**SET EXERCISE**
Locate each line in the data that contains the word "grass" and copy it out, treating uppercase and lowercase as different.

(Dataset rows showing where objects appear)
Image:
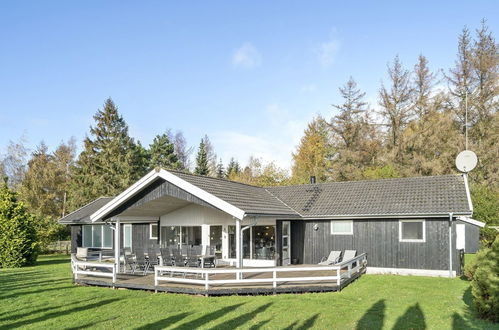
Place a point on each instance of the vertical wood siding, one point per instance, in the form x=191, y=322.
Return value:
x=379, y=238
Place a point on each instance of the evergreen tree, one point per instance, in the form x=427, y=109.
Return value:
x=220, y=170
x=202, y=160
x=233, y=168
x=111, y=160
x=18, y=240
x=162, y=153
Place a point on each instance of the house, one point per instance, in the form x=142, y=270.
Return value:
x=406, y=226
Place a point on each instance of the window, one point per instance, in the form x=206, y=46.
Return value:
x=153, y=231
x=97, y=236
x=412, y=231
x=342, y=227
x=127, y=236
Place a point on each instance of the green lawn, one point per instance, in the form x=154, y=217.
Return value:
x=44, y=297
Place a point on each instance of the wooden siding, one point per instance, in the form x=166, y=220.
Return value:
x=155, y=190
x=379, y=238
x=75, y=237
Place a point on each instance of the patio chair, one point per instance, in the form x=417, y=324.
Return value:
x=141, y=261
x=334, y=257
x=167, y=257
x=82, y=254
x=348, y=254
x=153, y=258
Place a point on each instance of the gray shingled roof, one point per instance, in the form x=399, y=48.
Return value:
x=250, y=199
x=417, y=195
x=82, y=215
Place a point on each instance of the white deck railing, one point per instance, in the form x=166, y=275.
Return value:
x=343, y=271
x=94, y=268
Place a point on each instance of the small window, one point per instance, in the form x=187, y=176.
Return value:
x=153, y=231
x=412, y=231
x=342, y=227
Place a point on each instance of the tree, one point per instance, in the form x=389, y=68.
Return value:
x=18, y=240
x=233, y=169
x=162, y=153
x=348, y=123
x=111, y=160
x=202, y=160
x=15, y=162
x=182, y=151
x=313, y=153
x=396, y=101
x=220, y=170
x=211, y=156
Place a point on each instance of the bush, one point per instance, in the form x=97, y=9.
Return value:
x=18, y=240
x=470, y=268
x=485, y=284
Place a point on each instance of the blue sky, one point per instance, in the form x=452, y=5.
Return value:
x=249, y=74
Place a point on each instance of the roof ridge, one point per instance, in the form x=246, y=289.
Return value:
x=285, y=204
x=214, y=178
x=89, y=203
x=367, y=180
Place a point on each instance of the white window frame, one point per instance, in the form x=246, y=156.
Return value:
x=350, y=232
x=423, y=221
x=155, y=236
x=129, y=225
x=101, y=228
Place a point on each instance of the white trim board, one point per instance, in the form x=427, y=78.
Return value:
x=472, y=221
x=173, y=179
x=411, y=272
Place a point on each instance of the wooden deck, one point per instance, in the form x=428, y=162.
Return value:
x=146, y=282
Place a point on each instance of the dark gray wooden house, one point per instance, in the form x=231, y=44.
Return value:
x=406, y=226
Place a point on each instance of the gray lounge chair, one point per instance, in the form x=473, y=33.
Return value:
x=348, y=254
x=333, y=258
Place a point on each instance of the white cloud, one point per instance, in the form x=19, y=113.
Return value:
x=326, y=51
x=246, y=56
x=275, y=142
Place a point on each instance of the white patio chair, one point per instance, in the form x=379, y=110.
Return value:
x=333, y=258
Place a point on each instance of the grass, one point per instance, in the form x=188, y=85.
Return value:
x=44, y=297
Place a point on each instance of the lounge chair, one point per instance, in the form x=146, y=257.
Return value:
x=333, y=258
x=348, y=254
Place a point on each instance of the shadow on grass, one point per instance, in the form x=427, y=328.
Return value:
x=24, y=293
x=52, y=315
x=208, y=317
x=413, y=318
x=169, y=321
x=374, y=317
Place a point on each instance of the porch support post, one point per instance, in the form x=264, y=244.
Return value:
x=239, y=250
x=117, y=245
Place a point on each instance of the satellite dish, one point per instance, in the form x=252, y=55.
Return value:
x=466, y=161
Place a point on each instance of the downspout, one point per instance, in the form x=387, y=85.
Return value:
x=241, y=241
x=450, y=244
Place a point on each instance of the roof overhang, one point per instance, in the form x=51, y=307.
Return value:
x=173, y=179
x=472, y=221
x=384, y=216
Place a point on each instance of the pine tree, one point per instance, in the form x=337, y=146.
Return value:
x=220, y=170
x=202, y=160
x=111, y=160
x=162, y=153
x=233, y=168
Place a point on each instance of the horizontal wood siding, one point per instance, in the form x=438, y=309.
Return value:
x=379, y=238
x=155, y=190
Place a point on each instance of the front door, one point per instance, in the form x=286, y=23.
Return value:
x=286, y=243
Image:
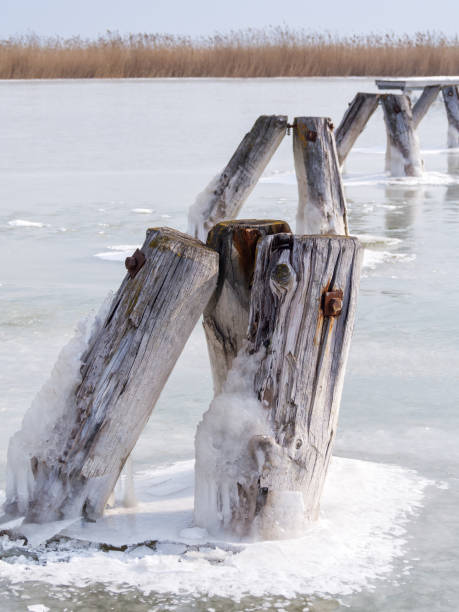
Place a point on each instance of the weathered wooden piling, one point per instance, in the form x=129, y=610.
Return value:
x=403, y=153
x=354, y=121
x=302, y=308
x=321, y=202
x=451, y=99
x=226, y=316
x=424, y=102
x=124, y=370
x=225, y=195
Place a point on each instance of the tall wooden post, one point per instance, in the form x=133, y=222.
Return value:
x=451, y=99
x=354, y=121
x=302, y=308
x=128, y=361
x=424, y=102
x=403, y=151
x=321, y=202
x=225, y=195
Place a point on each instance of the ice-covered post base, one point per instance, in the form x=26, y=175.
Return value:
x=353, y=122
x=451, y=99
x=226, y=316
x=403, y=157
x=227, y=192
x=321, y=202
x=71, y=469
x=264, y=445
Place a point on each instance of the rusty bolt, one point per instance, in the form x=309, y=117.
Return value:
x=333, y=303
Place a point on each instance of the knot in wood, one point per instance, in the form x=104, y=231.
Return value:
x=134, y=263
x=333, y=303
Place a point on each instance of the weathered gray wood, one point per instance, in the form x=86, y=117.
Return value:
x=403, y=145
x=123, y=372
x=226, y=316
x=299, y=352
x=410, y=83
x=225, y=195
x=353, y=122
x=451, y=99
x=424, y=102
x=321, y=202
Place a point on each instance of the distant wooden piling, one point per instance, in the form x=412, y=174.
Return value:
x=226, y=194
x=302, y=308
x=403, y=153
x=451, y=100
x=354, y=121
x=424, y=102
x=123, y=373
x=321, y=202
x=226, y=316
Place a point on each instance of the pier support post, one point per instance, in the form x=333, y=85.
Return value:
x=226, y=316
x=353, y=122
x=227, y=192
x=127, y=364
x=424, y=102
x=451, y=99
x=321, y=202
x=262, y=475
x=403, y=153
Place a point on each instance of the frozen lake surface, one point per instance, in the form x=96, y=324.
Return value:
x=85, y=168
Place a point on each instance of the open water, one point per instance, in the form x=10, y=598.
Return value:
x=85, y=168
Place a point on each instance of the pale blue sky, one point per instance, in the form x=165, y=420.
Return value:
x=91, y=17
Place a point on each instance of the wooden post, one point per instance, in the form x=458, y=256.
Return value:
x=225, y=195
x=403, y=145
x=321, y=202
x=353, y=122
x=451, y=99
x=226, y=316
x=123, y=372
x=302, y=308
x=424, y=102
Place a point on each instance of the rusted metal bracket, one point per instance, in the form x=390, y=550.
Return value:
x=134, y=263
x=333, y=303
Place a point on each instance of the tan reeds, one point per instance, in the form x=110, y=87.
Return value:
x=250, y=53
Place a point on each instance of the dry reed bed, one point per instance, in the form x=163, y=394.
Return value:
x=251, y=53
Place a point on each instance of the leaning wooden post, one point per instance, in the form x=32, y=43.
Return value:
x=321, y=202
x=353, y=122
x=128, y=361
x=264, y=445
x=403, y=145
x=226, y=193
x=451, y=99
x=424, y=102
x=226, y=316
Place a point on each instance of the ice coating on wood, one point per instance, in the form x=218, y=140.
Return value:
x=266, y=476
x=403, y=156
x=46, y=423
x=321, y=201
x=123, y=371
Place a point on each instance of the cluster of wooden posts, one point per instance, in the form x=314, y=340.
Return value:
x=286, y=299
x=403, y=157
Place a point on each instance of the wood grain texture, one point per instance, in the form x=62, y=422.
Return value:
x=301, y=355
x=403, y=153
x=123, y=373
x=451, y=100
x=232, y=187
x=354, y=121
x=321, y=202
x=424, y=102
x=226, y=316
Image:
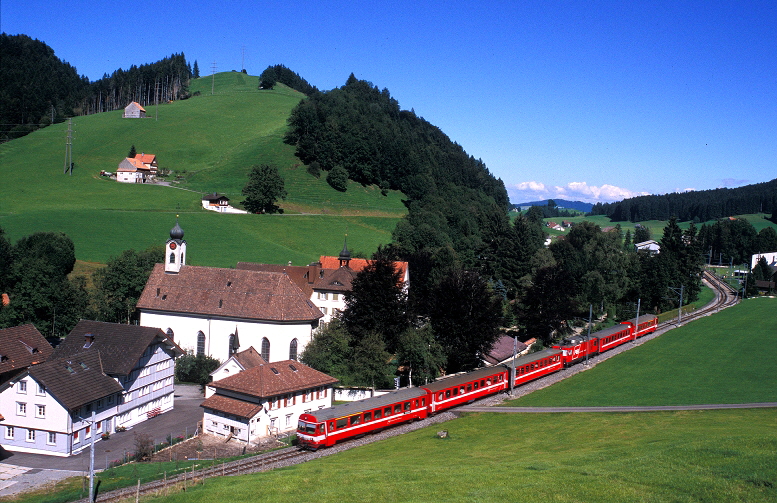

**CORRECT RESPONSE**
Place a point on each instance of the grass, one point per instance, in the form x=188, y=85.
Place a point on each instance of the shadow on grass, one point per instance, in the form x=427, y=328.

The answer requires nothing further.